_What the exercise asks_: From the entries that follow, copy exactly the lines beginning at the line holding "Target = dense bush" and continuing through the line holding "Target = stormy cloud".

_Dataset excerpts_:
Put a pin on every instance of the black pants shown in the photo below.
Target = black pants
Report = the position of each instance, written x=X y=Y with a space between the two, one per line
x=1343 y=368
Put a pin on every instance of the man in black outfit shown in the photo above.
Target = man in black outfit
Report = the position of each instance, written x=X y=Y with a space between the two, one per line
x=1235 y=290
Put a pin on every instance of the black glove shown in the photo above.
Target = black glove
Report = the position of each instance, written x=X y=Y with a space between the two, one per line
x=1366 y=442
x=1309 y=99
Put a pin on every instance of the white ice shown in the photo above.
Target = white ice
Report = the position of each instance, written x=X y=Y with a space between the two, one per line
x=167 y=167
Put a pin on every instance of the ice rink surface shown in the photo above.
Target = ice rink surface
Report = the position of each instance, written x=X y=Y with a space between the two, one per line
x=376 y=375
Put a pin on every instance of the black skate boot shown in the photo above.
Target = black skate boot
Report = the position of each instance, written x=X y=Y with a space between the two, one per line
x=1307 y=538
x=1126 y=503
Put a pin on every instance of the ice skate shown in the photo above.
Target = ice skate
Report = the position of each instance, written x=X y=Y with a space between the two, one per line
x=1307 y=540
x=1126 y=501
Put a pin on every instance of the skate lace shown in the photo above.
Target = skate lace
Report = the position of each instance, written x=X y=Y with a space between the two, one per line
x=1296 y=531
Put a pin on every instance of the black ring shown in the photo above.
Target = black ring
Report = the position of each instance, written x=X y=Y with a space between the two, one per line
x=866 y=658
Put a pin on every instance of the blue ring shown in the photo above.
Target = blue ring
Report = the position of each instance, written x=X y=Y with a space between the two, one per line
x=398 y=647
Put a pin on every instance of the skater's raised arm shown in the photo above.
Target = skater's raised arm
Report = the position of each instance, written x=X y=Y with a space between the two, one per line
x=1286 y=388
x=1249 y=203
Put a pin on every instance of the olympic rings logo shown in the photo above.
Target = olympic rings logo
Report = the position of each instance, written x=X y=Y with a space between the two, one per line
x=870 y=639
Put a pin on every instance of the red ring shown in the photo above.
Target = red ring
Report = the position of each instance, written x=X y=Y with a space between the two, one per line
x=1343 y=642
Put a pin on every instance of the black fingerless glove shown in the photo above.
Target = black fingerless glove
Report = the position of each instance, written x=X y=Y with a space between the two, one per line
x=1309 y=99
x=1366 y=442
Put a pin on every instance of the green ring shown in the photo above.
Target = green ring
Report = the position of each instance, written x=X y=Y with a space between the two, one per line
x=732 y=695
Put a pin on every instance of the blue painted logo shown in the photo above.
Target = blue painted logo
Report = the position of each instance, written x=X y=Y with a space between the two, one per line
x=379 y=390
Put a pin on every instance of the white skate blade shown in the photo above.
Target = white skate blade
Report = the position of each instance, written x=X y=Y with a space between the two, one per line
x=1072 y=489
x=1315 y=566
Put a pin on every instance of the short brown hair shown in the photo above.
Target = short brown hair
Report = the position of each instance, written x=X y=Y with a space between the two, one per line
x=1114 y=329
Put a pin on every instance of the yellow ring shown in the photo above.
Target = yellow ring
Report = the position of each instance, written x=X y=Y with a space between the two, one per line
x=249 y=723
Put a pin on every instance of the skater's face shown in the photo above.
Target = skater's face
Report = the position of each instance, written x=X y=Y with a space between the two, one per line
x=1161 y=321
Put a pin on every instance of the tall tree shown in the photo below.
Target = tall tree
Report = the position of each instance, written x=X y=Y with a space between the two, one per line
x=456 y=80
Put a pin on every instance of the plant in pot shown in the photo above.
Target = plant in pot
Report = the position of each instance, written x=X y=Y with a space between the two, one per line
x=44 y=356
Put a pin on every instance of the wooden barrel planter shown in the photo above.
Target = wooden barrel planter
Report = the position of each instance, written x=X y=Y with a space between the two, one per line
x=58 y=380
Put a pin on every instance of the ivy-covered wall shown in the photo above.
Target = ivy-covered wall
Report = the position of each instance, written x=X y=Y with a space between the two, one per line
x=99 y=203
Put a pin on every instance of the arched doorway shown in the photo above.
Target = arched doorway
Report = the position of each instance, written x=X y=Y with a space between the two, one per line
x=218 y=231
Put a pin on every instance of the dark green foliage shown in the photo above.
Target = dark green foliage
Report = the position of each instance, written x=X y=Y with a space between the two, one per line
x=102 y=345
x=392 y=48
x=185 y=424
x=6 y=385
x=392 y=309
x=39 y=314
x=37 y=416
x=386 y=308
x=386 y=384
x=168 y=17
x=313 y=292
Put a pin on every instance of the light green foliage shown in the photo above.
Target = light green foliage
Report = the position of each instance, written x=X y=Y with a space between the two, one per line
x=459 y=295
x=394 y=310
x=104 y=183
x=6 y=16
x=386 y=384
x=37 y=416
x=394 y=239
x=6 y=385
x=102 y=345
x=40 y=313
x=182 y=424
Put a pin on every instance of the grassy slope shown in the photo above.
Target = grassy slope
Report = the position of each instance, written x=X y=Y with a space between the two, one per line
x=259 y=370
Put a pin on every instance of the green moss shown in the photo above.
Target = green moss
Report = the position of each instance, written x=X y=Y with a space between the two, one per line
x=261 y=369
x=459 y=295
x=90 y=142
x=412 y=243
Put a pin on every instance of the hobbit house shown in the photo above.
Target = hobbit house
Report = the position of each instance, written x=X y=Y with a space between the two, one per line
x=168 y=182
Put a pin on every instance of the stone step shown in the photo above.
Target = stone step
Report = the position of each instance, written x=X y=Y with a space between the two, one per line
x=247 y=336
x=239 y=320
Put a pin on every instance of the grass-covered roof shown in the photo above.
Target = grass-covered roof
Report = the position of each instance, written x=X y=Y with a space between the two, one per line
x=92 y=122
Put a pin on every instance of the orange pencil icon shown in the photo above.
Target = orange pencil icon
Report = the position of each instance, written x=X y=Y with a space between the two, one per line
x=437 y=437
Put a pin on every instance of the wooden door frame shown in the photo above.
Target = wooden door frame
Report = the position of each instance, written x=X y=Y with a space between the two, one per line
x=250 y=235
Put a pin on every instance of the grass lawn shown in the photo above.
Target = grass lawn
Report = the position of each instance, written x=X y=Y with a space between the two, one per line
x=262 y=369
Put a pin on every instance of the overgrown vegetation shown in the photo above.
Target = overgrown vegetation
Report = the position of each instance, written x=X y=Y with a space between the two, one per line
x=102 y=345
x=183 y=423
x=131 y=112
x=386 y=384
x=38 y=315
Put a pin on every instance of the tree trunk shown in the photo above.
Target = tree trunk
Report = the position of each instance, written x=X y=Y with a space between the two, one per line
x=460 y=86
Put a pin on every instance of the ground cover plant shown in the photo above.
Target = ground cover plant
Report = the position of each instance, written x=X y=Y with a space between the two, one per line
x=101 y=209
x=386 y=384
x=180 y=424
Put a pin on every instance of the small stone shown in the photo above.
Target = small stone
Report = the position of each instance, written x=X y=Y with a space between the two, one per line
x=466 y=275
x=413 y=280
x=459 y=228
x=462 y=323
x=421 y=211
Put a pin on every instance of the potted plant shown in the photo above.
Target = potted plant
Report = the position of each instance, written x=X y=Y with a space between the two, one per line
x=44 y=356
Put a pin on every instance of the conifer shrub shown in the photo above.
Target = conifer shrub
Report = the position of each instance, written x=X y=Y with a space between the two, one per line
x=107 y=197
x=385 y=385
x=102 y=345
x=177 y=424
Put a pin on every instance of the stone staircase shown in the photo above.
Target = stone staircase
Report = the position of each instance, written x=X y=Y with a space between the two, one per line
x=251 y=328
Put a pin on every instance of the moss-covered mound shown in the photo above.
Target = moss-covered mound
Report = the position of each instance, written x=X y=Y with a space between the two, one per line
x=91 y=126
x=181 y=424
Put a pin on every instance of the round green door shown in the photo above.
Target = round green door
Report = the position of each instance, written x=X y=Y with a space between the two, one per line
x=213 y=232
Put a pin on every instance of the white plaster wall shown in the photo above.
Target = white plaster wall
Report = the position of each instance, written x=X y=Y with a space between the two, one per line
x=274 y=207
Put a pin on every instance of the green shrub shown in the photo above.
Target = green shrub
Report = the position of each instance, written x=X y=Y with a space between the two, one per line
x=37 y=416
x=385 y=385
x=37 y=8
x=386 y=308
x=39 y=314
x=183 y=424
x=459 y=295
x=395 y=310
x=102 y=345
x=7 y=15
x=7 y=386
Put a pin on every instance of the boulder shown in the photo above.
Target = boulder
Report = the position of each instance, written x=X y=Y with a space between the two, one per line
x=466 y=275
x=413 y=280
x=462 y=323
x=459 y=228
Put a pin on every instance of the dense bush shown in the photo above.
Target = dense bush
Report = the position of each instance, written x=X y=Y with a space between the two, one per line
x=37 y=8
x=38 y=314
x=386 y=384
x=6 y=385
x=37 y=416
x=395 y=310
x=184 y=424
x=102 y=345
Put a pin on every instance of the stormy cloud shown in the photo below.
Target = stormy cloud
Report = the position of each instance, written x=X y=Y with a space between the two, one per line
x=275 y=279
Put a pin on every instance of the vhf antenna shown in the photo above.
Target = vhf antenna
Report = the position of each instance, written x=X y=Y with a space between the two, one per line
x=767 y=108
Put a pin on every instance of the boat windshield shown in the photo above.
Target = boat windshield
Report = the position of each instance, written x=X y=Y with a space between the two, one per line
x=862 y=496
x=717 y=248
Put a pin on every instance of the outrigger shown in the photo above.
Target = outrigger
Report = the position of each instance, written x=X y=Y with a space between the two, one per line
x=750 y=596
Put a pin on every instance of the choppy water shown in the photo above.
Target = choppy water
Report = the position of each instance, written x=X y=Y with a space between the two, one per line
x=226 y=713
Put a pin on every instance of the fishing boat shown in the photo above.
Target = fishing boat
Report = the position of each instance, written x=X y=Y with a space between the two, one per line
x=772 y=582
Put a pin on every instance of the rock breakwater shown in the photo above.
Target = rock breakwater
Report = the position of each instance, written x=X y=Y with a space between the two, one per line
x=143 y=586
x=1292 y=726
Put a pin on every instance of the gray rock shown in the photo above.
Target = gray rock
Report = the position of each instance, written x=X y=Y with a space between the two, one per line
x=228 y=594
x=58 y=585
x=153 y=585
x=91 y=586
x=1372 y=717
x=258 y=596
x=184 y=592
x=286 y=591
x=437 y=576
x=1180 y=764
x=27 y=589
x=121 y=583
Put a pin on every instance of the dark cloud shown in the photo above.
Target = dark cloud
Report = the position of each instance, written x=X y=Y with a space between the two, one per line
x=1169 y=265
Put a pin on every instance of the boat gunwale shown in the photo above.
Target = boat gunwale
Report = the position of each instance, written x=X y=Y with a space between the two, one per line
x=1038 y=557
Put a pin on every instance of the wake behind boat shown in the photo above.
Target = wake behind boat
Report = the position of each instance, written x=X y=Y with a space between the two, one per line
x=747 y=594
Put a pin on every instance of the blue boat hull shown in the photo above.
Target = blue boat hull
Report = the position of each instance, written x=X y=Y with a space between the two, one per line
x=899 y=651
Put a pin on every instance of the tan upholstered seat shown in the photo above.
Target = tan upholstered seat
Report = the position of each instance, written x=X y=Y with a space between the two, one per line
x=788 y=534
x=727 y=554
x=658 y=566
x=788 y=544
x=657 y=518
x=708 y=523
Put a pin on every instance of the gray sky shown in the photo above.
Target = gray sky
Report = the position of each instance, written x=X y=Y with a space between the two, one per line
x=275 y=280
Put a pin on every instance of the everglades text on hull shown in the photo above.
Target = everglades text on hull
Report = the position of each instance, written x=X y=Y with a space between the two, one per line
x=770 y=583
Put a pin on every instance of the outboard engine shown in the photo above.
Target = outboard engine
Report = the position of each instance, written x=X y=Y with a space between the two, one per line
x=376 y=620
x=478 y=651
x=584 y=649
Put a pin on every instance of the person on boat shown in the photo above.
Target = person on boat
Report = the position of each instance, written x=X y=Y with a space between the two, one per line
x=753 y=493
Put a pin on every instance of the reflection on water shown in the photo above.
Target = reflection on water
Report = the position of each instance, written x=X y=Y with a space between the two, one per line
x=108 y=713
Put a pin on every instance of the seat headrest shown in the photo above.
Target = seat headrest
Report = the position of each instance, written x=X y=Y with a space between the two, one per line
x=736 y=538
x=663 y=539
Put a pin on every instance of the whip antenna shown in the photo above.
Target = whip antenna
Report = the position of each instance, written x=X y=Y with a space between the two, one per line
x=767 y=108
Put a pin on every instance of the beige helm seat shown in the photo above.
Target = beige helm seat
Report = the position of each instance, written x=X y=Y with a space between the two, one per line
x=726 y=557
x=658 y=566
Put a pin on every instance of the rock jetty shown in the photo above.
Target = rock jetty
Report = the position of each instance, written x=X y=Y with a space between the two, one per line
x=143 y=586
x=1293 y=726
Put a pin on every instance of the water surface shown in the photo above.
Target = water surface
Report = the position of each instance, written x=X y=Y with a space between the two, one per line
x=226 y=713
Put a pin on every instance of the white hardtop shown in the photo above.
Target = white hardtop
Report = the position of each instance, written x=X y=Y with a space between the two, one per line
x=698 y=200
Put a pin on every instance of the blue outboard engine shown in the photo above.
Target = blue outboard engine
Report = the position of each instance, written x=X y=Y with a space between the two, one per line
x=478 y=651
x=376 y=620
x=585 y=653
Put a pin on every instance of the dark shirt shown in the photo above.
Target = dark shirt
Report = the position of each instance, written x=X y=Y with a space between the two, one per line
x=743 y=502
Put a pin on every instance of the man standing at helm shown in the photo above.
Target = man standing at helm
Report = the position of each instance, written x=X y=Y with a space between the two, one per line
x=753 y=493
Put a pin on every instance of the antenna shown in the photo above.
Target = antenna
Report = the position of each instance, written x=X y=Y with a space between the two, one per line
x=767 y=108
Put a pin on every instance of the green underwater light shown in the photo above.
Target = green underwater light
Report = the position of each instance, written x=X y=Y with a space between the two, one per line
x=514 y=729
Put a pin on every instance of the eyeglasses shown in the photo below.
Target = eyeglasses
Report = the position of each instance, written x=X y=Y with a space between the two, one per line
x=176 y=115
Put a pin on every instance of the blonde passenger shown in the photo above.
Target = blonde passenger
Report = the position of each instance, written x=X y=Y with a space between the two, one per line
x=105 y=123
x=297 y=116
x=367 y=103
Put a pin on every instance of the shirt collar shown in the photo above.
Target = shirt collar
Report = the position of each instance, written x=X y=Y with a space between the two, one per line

_Solved problem_:
Target = dense bush
Report = the position of each instance, written x=X y=Y with a space between the two, one per line
x=37 y=8
x=38 y=314
x=386 y=384
x=6 y=385
x=37 y=416
x=395 y=310
x=184 y=424
x=102 y=345
Put a pin on every instance of the stormy cloud shown in the photo below.
Target = stormy cloud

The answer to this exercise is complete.